■ WRITTEN REQUEST
Restate the entries below verbatim.

(Collection entries)
----
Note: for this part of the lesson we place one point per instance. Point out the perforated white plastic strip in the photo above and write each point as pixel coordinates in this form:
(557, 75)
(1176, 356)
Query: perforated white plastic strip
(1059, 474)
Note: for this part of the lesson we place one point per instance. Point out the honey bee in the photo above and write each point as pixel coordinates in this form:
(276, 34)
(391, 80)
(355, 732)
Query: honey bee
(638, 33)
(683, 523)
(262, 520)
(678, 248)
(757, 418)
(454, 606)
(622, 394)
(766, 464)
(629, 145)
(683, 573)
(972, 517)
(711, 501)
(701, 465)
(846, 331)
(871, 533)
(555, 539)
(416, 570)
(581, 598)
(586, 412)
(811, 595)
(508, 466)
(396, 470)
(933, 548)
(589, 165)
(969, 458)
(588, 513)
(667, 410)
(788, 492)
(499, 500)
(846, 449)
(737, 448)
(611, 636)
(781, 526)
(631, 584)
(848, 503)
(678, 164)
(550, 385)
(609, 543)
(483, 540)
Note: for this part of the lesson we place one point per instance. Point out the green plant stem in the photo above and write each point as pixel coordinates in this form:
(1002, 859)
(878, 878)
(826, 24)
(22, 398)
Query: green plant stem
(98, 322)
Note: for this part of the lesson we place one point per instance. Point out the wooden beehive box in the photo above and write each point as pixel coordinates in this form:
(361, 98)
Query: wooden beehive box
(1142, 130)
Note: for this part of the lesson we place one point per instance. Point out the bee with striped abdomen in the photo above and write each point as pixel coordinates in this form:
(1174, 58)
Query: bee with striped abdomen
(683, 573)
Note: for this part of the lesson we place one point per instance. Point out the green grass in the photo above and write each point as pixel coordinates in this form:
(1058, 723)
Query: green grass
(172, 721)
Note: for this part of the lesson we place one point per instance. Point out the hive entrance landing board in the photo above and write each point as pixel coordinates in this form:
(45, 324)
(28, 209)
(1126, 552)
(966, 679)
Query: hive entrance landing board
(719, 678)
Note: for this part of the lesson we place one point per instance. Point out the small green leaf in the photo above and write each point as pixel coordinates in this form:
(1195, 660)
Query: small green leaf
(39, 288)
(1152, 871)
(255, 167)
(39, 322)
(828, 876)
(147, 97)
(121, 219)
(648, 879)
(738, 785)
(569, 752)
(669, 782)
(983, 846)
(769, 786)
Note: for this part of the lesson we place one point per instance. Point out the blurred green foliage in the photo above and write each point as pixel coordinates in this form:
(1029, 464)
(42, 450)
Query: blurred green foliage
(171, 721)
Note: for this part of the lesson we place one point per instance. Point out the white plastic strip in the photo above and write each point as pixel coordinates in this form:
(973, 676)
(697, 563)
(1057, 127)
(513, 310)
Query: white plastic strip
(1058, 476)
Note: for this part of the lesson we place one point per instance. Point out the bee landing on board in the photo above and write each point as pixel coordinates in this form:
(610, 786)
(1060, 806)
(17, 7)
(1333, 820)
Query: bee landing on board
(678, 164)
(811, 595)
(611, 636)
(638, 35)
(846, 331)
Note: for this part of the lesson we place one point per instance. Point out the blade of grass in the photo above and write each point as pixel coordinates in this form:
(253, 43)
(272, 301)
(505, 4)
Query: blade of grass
----
■ TASK RESPONSE
Note: for this part of the lesson we place one point per instance. Point out the perforated white plastic strip in the photo above and write each point as pixel coordinates in this form:
(557, 75)
(1176, 356)
Query: perforated white plastic strip
(1059, 474)
Note: for this part of the lesson we place one point per instance. Point out the honey bee in the photo above and write each point as pixel coordinates in this form:
(276, 34)
(391, 80)
(355, 732)
Query: honey bee
(638, 33)
(683, 523)
(262, 520)
(678, 248)
(757, 418)
(454, 606)
(622, 394)
(766, 464)
(629, 145)
(683, 573)
(972, 517)
(711, 501)
(701, 465)
(846, 331)
(871, 533)
(555, 539)
(416, 570)
(581, 598)
(586, 412)
(811, 595)
(508, 466)
(396, 470)
(933, 548)
(589, 165)
(969, 458)
(588, 513)
(667, 410)
(788, 492)
(499, 500)
(846, 449)
(737, 448)
(611, 636)
(781, 526)
(631, 584)
(848, 503)
(678, 164)
(550, 385)
(609, 543)
(483, 540)
Note: for this part of the lesson we place one point per instance. Point out the green plant stem in the photo above and write each point as pixel coordinates in this form:
(1002, 859)
(878, 878)
(826, 24)
(22, 398)
Query: green plant stem
(98, 322)
Note: for this part of the lesson we place one point per instance. Point out the wooden beehive box in the photo above and write each point as pixel coordinates in this form:
(361, 98)
Query: wooden beehive box
(1142, 130)
Note: for this part of the lesson we place one point per instance. Point out the bee with striped abdomen in the photo above and write each point as pixel coordinates in this form:
(1174, 58)
Query: bee with striped abdomen
(683, 573)
Note: for this part of the lesson we place one point per instance. Point out the green grass in the photo above and write each point as pixel coordinates in this form:
(1058, 723)
Query: green grass
(172, 721)
Note: for this part of the lesson we place one point per instance. Point out the hive entrance landing board in the photo above and write each point as pixel coordinates in this form:
(45, 324)
(28, 209)
(1126, 552)
(966, 679)
Query: hive entrance landing board
(719, 678)
Note: for this part of the lesson we place one point per instance. Point out the small green leaf in the photo above and write each point as pixel coordinates in this form:
(1195, 660)
Query: small green leaf
(39, 288)
(1152, 871)
(255, 167)
(39, 322)
(828, 876)
(147, 97)
(121, 219)
(648, 879)
(738, 785)
(569, 752)
(669, 782)
(983, 846)
(769, 786)
Note: for this part of the lesson we place one point per instance. Point out the blurred green foliage in the photo above and write each point as pixel coordinates in this form:
(1029, 464)
(42, 450)
Query: blurred green foliage
(171, 721)
Note: for this part of the lesson we place one point per instance. Point out the white plastic strip in the photo above and write each point as pixel coordinates in this form:
(973, 676)
(697, 563)
(1057, 127)
(513, 310)
Query: white plastic strip
(1058, 476)
Note: for this part of the lesson we place one point per instance. Point out the bee landing on board in the photo above and write each point as pixel coordinates in this form:
(610, 786)
(1060, 806)
(17, 7)
(1333, 820)
Query: bee landing on board
(678, 164)
(811, 595)
(611, 636)
(638, 35)
(846, 331)
Note: for this part of the lesson we place one point per instance. Point out the blade of grass in the photo above and write each point as pixel coordinates in this form:
(253, 43)
(272, 301)
(505, 4)
Query: blade of grass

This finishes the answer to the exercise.